WRITTEN INSTRUCTION: Filter the data below, copying every line that contains the string "slide". The match is case-sensitive.

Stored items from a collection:
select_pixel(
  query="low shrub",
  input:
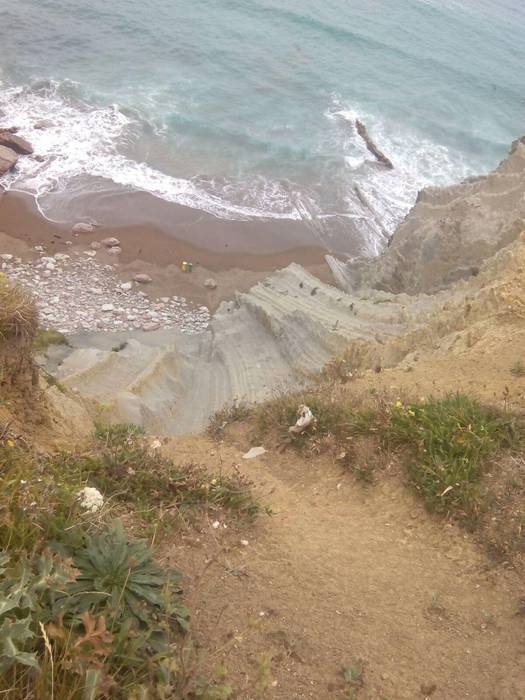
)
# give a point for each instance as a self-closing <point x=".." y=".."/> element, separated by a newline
<point x="44" y="338"/>
<point x="18" y="314"/>
<point x="85" y="611"/>
<point x="450" y="440"/>
<point x="123" y="465"/>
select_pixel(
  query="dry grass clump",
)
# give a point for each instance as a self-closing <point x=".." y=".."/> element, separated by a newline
<point x="18" y="314"/>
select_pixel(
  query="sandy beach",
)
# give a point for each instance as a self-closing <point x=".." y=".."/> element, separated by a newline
<point x="155" y="237"/>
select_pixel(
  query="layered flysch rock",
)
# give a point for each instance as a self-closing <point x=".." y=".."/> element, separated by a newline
<point x="288" y="327"/>
<point x="272" y="337"/>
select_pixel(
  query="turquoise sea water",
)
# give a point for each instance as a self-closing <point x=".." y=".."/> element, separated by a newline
<point x="245" y="107"/>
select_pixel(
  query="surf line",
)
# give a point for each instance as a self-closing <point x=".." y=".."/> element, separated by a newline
<point x="374" y="150"/>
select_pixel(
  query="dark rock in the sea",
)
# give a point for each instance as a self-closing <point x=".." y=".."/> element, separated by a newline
<point x="8" y="159"/>
<point x="82" y="227"/>
<point x="43" y="124"/>
<point x="15" y="143"/>
<point x="374" y="150"/>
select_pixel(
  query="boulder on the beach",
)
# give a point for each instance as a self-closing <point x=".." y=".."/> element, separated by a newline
<point x="82" y="227"/>
<point x="110" y="242"/>
<point x="8" y="159"/>
<point x="15" y="143"/>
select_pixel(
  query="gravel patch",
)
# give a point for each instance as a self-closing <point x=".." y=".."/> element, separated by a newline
<point x="76" y="293"/>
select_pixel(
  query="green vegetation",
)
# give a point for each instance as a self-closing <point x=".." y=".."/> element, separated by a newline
<point x="518" y="369"/>
<point x="85" y="610"/>
<point x="450" y="441"/>
<point x="18" y="315"/>
<point x="336" y="417"/>
<point x="444" y="443"/>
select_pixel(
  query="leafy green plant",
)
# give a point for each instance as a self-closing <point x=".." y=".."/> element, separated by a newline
<point x="28" y="592"/>
<point x="518" y="369"/>
<point x="122" y="465"/>
<point x="118" y="577"/>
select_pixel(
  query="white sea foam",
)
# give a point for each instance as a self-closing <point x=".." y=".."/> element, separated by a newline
<point x="384" y="196"/>
<point x="84" y="141"/>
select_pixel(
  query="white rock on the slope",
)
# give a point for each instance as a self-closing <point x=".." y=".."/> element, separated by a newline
<point x="305" y="420"/>
<point x="254" y="452"/>
<point x="82" y="227"/>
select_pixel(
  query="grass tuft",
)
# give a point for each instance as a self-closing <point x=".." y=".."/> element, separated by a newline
<point x="451" y="440"/>
<point x="44" y="338"/>
<point x="18" y="314"/>
<point x="518" y="369"/>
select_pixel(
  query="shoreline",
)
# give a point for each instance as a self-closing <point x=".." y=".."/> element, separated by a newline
<point x="219" y="249"/>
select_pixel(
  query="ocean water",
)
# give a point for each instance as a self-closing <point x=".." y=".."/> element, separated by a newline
<point x="246" y="108"/>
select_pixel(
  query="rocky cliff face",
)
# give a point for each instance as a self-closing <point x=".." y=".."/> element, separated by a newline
<point x="451" y="276"/>
<point x="448" y="233"/>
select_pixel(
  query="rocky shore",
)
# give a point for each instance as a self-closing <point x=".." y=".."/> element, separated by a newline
<point x="77" y="293"/>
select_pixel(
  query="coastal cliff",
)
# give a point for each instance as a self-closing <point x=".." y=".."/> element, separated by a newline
<point x="444" y="280"/>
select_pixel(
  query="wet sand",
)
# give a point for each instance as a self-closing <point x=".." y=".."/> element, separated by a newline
<point x="157" y="236"/>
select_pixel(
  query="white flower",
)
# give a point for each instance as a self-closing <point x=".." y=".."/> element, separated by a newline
<point x="90" y="498"/>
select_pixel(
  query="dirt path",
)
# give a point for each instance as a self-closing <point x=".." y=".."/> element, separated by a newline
<point x="342" y="574"/>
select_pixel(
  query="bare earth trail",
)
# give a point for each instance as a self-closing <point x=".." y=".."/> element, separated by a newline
<point x="344" y="573"/>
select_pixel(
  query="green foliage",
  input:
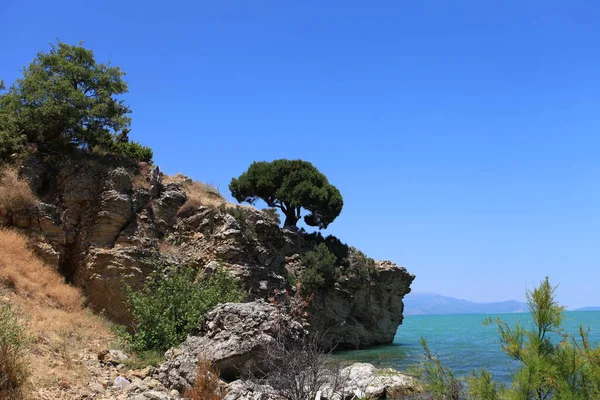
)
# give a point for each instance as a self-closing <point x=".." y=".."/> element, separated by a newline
<point x="335" y="245"/>
<point x="319" y="271"/>
<point x="290" y="185"/>
<point x="172" y="306"/>
<point x="482" y="386"/>
<point x="440" y="379"/>
<point x="553" y="364"/>
<point x="66" y="100"/>
<point x="273" y="214"/>
<point x="14" y="369"/>
<point x="132" y="150"/>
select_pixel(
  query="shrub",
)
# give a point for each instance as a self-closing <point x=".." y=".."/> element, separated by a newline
<point x="553" y="364"/>
<point x="440" y="379"/>
<point x="133" y="150"/>
<point x="173" y="305"/>
<point x="15" y="194"/>
<point x="319" y="269"/>
<point x="207" y="385"/>
<point x="272" y="214"/>
<point x="14" y="369"/>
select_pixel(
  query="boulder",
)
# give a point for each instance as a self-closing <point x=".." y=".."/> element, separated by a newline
<point x="373" y="383"/>
<point x="233" y="336"/>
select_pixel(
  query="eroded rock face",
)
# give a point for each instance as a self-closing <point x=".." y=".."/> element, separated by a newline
<point x="233" y="336"/>
<point x="359" y="380"/>
<point x="358" y="313"/>
<point x="103" y="232"/>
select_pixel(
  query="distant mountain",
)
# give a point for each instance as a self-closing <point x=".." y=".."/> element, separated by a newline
<point x="431" y="303"/>
<point x="592" y="308"/>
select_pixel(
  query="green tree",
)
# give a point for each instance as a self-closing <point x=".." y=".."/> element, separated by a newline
<point x="66" y="99"/>
<point x="554" y="365"/>
<point x="290" y="185"/>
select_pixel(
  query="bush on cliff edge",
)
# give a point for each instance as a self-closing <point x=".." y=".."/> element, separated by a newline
<point x="170" y="307"/>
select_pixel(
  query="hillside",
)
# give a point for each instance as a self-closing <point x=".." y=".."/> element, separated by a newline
<point x="65" y="335"/>
<point x="431" y="303"/>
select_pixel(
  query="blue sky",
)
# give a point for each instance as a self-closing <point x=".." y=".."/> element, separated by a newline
<point x="463" y="135"/>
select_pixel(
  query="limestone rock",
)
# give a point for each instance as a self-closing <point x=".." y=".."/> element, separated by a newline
<point x="104" y="273"/>
<point x="245" y="390"/>
<point x="233" y="337"/>
<point x="374" y="383"/>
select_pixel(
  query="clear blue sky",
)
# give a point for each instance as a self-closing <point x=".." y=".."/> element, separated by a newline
<point x="463" y="135"/>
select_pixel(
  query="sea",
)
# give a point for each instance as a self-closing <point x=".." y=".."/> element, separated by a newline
<point x="462" y="342"/>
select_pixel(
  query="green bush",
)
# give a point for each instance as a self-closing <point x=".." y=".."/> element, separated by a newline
<point x="273" y="214"/>
<point x="440" y="380"/>
<point x="170" y="307"/>
<point x="14" y="369"/>
<point x="553" y="364"/>
<point x="133" y="150"/>
<point x="319" y="271"/>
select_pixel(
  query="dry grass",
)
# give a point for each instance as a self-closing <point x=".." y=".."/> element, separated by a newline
<point x="207" y="385"/>
<point x="14" y="366"/>
<point x="139" y="181"/>
<point x="22" y="272"/>
<point x="15" y="194"/>
<point x="64" y="332"/>
<point x="198" y="194"/>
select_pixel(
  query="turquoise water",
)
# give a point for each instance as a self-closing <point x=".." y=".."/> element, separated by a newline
<point x="460" y="341"/>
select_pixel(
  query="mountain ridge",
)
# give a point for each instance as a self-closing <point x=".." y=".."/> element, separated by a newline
<point x="433" y="303"/>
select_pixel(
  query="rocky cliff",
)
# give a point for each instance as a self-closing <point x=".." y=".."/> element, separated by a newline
<point x="107" y="223"/>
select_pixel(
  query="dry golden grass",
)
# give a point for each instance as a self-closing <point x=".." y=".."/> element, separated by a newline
<point x="198" y="194"/>
<point x="15" y="194"/>
<point x="139" y="181"/>
<point x="64" y="332"/>
<point x="22" y="272"/>
<point x="207" y="386"/>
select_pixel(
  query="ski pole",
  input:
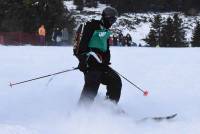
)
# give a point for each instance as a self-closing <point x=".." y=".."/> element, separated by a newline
<point x="145" y="92"/>
<point x="44" y="76"/>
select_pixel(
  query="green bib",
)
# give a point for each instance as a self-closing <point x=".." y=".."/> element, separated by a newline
<point x="99" y="39"/>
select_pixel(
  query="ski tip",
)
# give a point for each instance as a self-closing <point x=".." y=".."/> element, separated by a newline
<point x="146" y="93"/>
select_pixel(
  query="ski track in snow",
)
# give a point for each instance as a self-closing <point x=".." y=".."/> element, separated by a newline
<point x="49" y="106"/>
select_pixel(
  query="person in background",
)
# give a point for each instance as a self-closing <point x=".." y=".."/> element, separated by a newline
<point x="128" y="40"/>
<point x="42" y="34"/>
<point x="57" y="36"/>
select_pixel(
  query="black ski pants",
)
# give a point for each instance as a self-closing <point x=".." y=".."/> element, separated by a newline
<point x="94" y="78"/>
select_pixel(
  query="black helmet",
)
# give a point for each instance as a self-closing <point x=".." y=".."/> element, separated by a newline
<point x="109" y="12"/>
<point x="109" y="16"/>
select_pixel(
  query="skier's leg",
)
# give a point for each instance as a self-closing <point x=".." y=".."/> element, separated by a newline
<point x="90" y="89"/>
<point x="114" y="85"/>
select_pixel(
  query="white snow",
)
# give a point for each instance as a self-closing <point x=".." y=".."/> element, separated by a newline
<point x="49" y="106"/>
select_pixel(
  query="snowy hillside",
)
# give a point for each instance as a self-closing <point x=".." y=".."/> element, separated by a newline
<point x="49" y="106"/>
<point x="137" y="24"/>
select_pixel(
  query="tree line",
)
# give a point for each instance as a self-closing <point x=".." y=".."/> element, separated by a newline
<point x="170" y="32"/>
<point x="124" y="6"/>
<point x="28" y="15"/>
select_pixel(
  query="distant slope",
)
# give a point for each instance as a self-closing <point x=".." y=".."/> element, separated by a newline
<point x="137" y="24"/>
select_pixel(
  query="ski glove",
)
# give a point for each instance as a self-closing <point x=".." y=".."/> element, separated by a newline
<point x="90" y="60"/>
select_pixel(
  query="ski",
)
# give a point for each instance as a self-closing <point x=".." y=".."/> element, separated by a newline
<point x="159" y="118"/>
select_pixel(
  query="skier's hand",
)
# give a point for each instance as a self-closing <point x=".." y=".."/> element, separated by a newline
<point x="83" y="65"/>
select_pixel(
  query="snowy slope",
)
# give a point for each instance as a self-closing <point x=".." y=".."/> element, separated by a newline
<point x="136" y="24"/>
<point x="50" y="107"/>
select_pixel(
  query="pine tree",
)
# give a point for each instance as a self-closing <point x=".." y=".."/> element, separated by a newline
<point x="196" y="36"/>
<point x="28" y="15"/>
<point x="167" y="33"/>
<point x="155" y="32"/>
<point x="79" y="4"/>
<point x="179" y="33"/>
<point x="151" y="38"/>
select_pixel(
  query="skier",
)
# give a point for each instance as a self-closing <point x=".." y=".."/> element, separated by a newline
<point x="92" y="50"/>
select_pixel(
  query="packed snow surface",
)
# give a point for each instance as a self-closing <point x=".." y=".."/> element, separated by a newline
<point x="49" y="105"/>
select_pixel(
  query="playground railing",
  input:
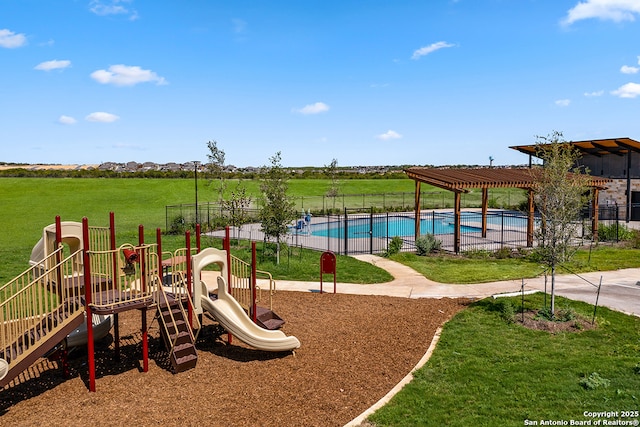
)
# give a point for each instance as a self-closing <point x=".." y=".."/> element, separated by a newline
<point x="37" y="303"/>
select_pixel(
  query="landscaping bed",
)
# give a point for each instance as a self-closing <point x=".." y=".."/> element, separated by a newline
<point x="354" y="350"/>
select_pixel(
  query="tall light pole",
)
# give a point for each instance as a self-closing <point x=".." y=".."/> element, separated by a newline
<point x="195" y="177"/>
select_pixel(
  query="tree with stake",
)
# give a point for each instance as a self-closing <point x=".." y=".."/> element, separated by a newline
<point x="561" y="191"/>
<point x="278" y="210"/>
<point x="216" y="167"/>
<point x="331" y="171"/>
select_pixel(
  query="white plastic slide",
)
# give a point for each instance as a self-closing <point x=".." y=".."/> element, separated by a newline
<point x="4" y="368"/>
<point x="71" y="236"/>
<point x="229" y="313"/>
<point x="233" y="318"/>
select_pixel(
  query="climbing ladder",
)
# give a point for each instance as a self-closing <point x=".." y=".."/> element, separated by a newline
<point x="175" y="327"/>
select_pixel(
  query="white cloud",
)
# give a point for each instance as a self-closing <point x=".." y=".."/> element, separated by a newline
<point x="113" y="7"/>
<point x="66" y="120"/>
<point x="53" y="65"/>
<point x="430" y="49"/>
<point x="318" y="107"/>
<point x="239" y="26"/>
<point x="613" y="10"/>
<point x="629" y="90"/>
<point x="390" y="134"/>
<point x="125" y="75"/>
<point x="11" y="40"/>
<point x="101" y="117"/>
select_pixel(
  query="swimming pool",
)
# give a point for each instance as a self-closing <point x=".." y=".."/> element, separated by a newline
<point x="403" y="225"/>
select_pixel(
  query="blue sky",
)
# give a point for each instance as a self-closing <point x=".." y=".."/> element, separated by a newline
<point x="397" y="82"/>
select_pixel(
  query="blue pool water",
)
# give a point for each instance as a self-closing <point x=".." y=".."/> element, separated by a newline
<point x="384" y="226"/>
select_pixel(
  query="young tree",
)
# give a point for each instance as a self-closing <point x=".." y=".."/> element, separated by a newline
<point x="216" y="168"/>
<point x="238" y="205"/>
<point x="278" y="210"/>
<point x="331" y="171"/>
<point x="561" y="191"/>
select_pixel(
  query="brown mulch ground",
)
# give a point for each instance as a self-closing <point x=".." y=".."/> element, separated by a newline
<point x="354" y="350"/>
<point x="531" y="320"/>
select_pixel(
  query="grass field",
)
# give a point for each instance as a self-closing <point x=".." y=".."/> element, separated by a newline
<point x="29" y="204"/>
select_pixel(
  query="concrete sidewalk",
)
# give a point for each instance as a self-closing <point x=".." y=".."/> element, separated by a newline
<point x="620" y="289"/>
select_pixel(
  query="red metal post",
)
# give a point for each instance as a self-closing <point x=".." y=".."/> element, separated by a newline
<point x="254" y="263"/>
<point x="87" y="300"/>
<point x="190" y="282"/>
<point x="198" y="238"/>
<point x="112" y="246"/>
<point x="143" y="287"/>
<point x="59" y="256"/>
<point x="226" y="245"/>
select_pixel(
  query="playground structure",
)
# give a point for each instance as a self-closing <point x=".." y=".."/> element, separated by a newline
<point x="79" y="281"/>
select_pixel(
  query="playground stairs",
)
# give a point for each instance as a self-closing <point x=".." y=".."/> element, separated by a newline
<point x="268" y="319"/>
<point x="39" y="339"/>
<point x="177" y="336"/>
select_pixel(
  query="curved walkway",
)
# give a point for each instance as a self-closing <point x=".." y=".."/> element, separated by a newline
<point x="620" y="289"/>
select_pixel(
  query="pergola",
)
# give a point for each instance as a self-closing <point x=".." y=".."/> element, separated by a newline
<point x="460" y="181"/>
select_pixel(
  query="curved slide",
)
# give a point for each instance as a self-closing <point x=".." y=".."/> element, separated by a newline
<point x="72" y="236"/>
<point x="233" y="318"/>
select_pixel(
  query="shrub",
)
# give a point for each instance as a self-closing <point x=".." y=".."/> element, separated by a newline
<point x="394" y="246"/>
<point x="427" y="244"/>
<point x="594" y="381"/>
<point x="614" y="232"/>
<point x="506" y="310"/>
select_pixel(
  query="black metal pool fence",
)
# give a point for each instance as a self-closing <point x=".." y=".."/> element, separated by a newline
<point x="355" y="232"/>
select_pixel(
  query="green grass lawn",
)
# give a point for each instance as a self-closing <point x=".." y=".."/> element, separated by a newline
<point x="30" y="204"/>
<point x="466" y="270"/>
<point x="489" y="372"/>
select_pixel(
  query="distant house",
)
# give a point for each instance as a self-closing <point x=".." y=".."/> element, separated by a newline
<point x="617" y="159"/>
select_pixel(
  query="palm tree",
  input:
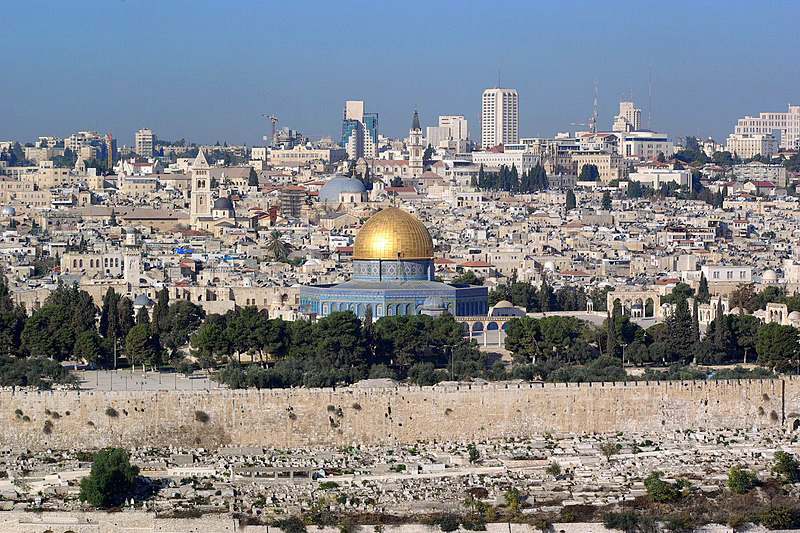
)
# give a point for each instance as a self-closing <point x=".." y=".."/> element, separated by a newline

WRITTEN ANSWER:
  query="white plastic slide",
  query="curved slide",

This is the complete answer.